The records:
[Start]
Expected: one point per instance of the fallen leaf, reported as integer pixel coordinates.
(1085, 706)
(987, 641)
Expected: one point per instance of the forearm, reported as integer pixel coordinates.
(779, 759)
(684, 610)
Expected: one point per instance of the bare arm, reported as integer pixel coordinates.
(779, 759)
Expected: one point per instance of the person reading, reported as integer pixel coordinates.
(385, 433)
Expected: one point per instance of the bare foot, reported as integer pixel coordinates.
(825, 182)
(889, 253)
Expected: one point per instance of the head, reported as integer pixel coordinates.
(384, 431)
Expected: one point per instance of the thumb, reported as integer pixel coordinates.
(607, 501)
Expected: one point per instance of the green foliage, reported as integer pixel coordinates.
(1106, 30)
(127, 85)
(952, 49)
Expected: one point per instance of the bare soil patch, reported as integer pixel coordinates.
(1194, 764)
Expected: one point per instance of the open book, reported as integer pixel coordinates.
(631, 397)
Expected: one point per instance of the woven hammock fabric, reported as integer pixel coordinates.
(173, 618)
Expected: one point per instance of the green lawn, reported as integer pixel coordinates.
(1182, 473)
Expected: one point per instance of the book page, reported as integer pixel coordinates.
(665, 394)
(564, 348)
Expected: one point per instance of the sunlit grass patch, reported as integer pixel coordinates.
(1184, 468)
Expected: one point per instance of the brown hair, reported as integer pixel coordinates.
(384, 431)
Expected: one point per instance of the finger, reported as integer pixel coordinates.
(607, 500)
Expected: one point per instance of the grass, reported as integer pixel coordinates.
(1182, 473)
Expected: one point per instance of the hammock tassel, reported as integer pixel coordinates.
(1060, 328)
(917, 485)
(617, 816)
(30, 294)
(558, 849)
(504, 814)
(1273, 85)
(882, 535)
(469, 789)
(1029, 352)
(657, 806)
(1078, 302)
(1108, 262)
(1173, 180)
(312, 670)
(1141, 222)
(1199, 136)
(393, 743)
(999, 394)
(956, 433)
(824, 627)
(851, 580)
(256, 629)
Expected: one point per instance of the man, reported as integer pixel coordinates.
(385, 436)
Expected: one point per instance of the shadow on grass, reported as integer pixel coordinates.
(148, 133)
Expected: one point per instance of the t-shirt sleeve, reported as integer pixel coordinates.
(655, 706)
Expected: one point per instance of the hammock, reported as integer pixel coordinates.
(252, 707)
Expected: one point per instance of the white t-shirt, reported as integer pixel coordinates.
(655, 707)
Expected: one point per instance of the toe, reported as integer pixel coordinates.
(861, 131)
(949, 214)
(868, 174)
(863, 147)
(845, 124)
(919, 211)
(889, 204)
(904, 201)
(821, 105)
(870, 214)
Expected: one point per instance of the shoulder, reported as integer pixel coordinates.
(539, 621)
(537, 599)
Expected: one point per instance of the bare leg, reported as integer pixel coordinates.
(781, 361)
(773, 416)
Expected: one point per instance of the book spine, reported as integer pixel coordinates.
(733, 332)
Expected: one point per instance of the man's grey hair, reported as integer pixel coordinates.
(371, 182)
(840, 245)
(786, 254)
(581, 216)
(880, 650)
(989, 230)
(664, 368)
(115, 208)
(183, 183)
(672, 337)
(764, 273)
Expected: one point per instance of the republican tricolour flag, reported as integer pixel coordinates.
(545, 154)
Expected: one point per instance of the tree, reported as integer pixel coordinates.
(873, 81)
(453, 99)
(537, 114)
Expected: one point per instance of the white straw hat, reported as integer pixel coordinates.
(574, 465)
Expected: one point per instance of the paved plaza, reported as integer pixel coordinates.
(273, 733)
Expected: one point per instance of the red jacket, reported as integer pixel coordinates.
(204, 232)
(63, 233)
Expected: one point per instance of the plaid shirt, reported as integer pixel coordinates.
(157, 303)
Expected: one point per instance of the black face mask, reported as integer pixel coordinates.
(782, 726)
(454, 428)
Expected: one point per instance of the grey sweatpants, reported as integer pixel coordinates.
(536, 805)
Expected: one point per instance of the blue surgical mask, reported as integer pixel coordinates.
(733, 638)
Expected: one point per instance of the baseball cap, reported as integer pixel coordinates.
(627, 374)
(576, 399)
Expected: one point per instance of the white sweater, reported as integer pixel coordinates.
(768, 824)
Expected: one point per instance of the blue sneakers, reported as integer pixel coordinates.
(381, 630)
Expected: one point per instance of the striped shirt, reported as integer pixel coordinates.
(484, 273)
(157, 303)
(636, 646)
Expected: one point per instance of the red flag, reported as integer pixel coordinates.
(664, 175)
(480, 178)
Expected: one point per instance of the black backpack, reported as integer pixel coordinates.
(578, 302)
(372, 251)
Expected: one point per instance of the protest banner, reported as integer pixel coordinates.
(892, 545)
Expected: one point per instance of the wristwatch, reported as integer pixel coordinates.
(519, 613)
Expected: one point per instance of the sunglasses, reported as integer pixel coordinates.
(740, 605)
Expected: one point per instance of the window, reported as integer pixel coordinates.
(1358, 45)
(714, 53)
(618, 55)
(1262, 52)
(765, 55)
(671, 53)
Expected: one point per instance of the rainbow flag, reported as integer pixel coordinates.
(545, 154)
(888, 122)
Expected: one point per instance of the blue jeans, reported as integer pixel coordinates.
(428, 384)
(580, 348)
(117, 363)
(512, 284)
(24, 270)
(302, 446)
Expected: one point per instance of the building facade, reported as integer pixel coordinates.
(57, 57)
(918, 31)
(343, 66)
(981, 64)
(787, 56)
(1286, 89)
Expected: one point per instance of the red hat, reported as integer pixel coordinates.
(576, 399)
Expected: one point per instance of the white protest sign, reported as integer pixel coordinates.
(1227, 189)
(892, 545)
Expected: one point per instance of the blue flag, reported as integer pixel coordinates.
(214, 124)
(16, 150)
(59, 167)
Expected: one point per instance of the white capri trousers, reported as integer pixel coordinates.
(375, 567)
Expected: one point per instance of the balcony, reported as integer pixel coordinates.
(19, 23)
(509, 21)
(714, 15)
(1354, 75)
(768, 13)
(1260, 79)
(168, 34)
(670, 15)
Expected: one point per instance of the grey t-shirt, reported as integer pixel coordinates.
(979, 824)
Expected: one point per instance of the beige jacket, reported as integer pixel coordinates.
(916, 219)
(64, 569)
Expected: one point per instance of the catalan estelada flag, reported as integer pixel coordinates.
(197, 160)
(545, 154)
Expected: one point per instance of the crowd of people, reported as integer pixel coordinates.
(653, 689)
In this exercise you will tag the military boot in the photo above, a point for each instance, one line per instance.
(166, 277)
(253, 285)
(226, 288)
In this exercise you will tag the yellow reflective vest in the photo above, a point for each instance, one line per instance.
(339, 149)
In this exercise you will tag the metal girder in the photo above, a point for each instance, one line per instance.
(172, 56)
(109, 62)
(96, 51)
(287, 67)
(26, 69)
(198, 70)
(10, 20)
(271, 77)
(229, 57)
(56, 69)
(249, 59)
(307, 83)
[End]
What is expected: Give all the entries above as a JSON list of strings, one string for each line, with blank lines left out.

Expected answer:
[
  "Expected: one point per instance of the fallen leaf, reported as integer pixel coordinates.",
  "(1085, 706)",
  "(987, 641)",
  "Expected: one point per instance of the forearm, reported as integer pixel coordinates.",
  "(779, 759)",
  "(684, 610)",
  "Expected: one point per instance of the bare arm, reported as integer pixel coordinates.",
  "(779, 759)",
  "Expected: one point per instance of the person reading, reported as integer pixel coordinates.",
  "(385, 433)",
  "Expected: one point per instance of the bare foot, reported as integer pixel coordinates.",
  "(825, 182)",
  "(889, 253)",
  "Expected: one point per instance of the head, reported as integer pixel coordinates.",
  "(384, 431)",
  "Expected: one point per instance of the thumb, reported as integer pixel coordinates.",
  "(607, 501)",
  "Expected: one point per instance of the green foliage, reported as integer pixel coordinates.",
  "(1106, 30)",
  "(127, 85)",
  "(952, 49)",
  "Expected: one point per instance of the bare soil patch, reported as integer pixel coordinates.",
  "(1194, 764)",
  "Expected: one point per instance of the open book, reported as integer pixel coordinates.",
  "(631, 397)",
  "Expected: one point per instance of the woven hammock fabric, reported as integer pixel coordinates.",
  "(173, 618)",
  "Expected: one point per instance of the green lawn, reported as integer pixel coordinates.",
  "(1182, 473)",
  "Expected: one point per instance of the book page, reported as integer pixel coordinates.",
  "(665, 394)",
  "(564, 348)",
  "Expected: one point per instance of the sunlit grass patch, reported as integer pixel coordinates.",
  "(1184, 468)",
  "Expected: one point per instance of the brown hair, reported as integer pixel coordinates.",
  "(384, 431)",
  "Expected: one point per instance of the finger, reported as integer pixel coordinates.",
  "(607, 500)",
  "Expected: one point per instance of the grass, reported as integer pixel coordinates.",
  "(1182, 473)",
  "Expected: one point per instance of the hammock tassel, reported as integer pixel coordinates.",
  "(1060, 328)",
  "(917, 485)",
  "(617, 816)",
  "(30, 294)",
  "(558, 849)",
  "(504, 814)",
  "(1273, 85)",
  "(882, 535)",
  "(469, 789)",
  "(1029, 352)",
  "(657, 806)",
  "(1078, 302)",
  "(1108, 262)",
  "(1173, 180)",
  "(312, 670)",
  "(1141, 222)",
  "(1199, 136)",
  "(393, 743)",
  "(999, 394)",
  "(956, 433)",
  "(824, 627)",
  "(851, 580)",
  "(256, 629)",
  "Expected: one point per instance of the man, reported as integer pixel coordinates.",
  "(385, 436)",
  "Expected: one point per instance of the shadow on grass, reported as integer pixel coordinates.",
  "(148, 133)",
  "Expected: one point per instance of the t-shirt sleeve, reported as integer pixel coordinates.",
  "(655, 706)",
  "Expected: one point per instance of the hammock, reported as integer pixel coordinates.",
  "(252, 707)",
  "Expected: one point per instance of the white t-shirt, reported as integer pixel coordinates.",
  "(655, 707)",
  "Expected: one point per instance of the toe, reported as integer pixel coordinates.",
  "(861, 131)",
  "(949, 214)",
  "(868, 174)",
  "(863, 147)",
  "(845, 124)",
  "(919, 211)",
  "(889, 204)",
  "(904, 201)",
  "(821, 105)",
  "(870, 214)",
  "Expected: one point per instance of the shoulder, reported as integer pixel coordinates.",
  "(539, 621)",
  "(537, 599)",
  "Expected: one point per instance of the bare leg, reported as integer pixel coordinates.",
  "(781, 361)",
  "(773, 416)",
  "Expected: one point per instance of the book spine, reported as integer pixel coordinates.",
  "(733, 332)",
  "Expected: one point per instance of the man's grey hair, reported as integer pixel coordinates.",
  "(371, 182)",
  "(840, 245)",
  "(786, 254)",
  "(581, 216)",
  "(880, 650)",
  "(989, 230)",
  "(664, 368)",
  "(115, 208)",
  "(183, 183)",
  "(672, 337)",
  "(764, 273)",
  "Expected: one point per instance of the republican tricolour flag, reported as integer pixel coordinates.",
  "(545, 154)",
  "Expected: one point per instance of the tree, reported as integer pixel coordinates.",
  "(873, 81)",
  "(453, 99)",
  "(537, 114)",
  "Expected: one point per instance of the white straw hat, reported as integer pixel coordinates.",
  "(574, 465)",
  "Expected: one point per instance of the paved plaza, reported as integer pixel coordinates.",
  "(273, 733)",
  "Expected: one point per instance of the red jacket, reported as integer pixel coordinates.",
  "(204, 232)",
  "(63, 233)",
  "Expected: one point per instance of the plaid shirt, reported as integer pixel coordinates.",
  "(157, 303)",
  "Expected: one point per instance of the black face mask, reported as integer pixel coordinates.",
  "(782, 726)",
  "(454, 428)",
  "Expected: one point per instance of the grey sweatpants, reported as integer pixel coordinates.",
  "(536, 805)",
  "Expected: one point per instance of the blue surgical mask, reported as integer pixel coordinates.",
  "(733, 638)",
  "Expected: one point per instance of the baseball cap, reported as integer pixel coordinates.",
  "(627, 374)",
  "(576, 399)",
  "Expected: one point per instance of the white sweater, reported as integer pixel coordinates.",
  "(768, 824)",
  "Expected: one point per instance of the blue sneakers, reported as integer pixel coordinates.",
  "(381, 630)",
  "Expected: one point per instance of the striped shirt, reported as integer pixel coordinates.",
  "(484, 273)",
  "(157, 303)",
  "(636, 646)",
  "Expected: one point per instance of the red flag, reported as integer pixel coordinates.",
  "(664, 175)",
  "(480, 178)",
  "Expected: one point per instance of the black backpack, reported as integer pixel coordinates.",
  "(578, 302)",
  "(372, 251)",
  "Expected: one point per instance of the protest banner, reported as integer pixel coordinates.",
  "(892, 545)",
  "Expected: one point per instance of the wristwatch, reported as integer pixel coordinates.",
  "(519, 613)",
  "Expected: one point per instance of the sunglasses, reported as integer pixel coordinates.",
  "(740, 605)",
  "Expected: one point per instance of the window, reported as integer pixel coordinates.",
  "(1358, 45)",
  "(714, 53)",
  "(618, 55)",
  "(1262, 52)",
  "(765, 55)",
  "(671, 53)",
  "Expected: one point per instance of the rainbow flag, reported as integer pixel coordinates.",
  "(545, 154)",
  "(888, 122)",
  "Expected: one point per instance of the blue jeans, reported as integer pixel coordinates.",
  "(428, 384)",
  "(580, 348)",
  "(117, 363)",
  "(512, 284)",
  "(24, 270)",
  "(302, 446)",
  "Expected: one point per instance of the building facade, reported as integer pixel coordinates.",
  "(57, 57)",
  "(918, 31)",
  "(343, 66)",
  "(981, 64)",
  "(787, 56)",
  "(1286, 89)",
  "Expected: one point per instance of the red hat, reported as integer pixel coordinates.",
  "(576, 399)",
  "Expected: one point per instance of the white protest sign, reported as integer pixel coordinates.",
  "(1227, 189)",
  "(892, 545)",
  "Expected: one point per instance of the blue flag, reported as integer pixel coordinates.",
  "(214, 124)",
  "(16, 150)",
  "(59, 167)",
  "Expected: one point per instance of the white capri trousers, reported as integer pixel coordinates.",
  "(375, 567)",
  "Expected: one point per instance of the balcony, reported as integer pixel coordinates.",
  "(19, 23)",
  "(509, 21)",
  "(714, 15)",
  "(1354, 75)",
  "(768, 13)",
  "(1260, 79)",
  "(168, 34)",
  "(670, 15)",
  "Expected: one point per instance of the grey t-shirt, reported as integer pixel coordinates.",
  "(979, 824)",
  "Expected: one point per instance of the beige jacket, reported as integer pixel coordinates.",
  "(916, 219)",
  "(64, 569)",
  "Expected: one point per instance of the catalan estelada flag, reported as integer pixel coordinates.",
  "(197, 160)",
  "(545, 154)",
  "Expected: one point per instance of the crowd of people, reported as integer pixel coordinates.",
  "(653, 689)",
  "In this exercise you will tag the military boot in the photo above, a point for each instance, one line per instance.",
  "(166, 277)",
  "(253, 285)",
  "(226, 288)",
  "In this exercise you will tag the yellow reflective vest in the photo above, a point for each instance, one line per instance.",
  "(339, 149)",
  "In this exercise you will tag the metal girder in the photo above, a point for each instance, one line per instance.",
  "(172, 56)",
  "(109, 62)",
  "(96, 51)",
  "(287, 67)",
  "(26, 69)",
  "(198, 70)",
  "(10, 20)",
  "(271, 77)",
  "(229, 57)",
  "(56, 69)",
  "(249, 59)",
  "(307, 83)"
]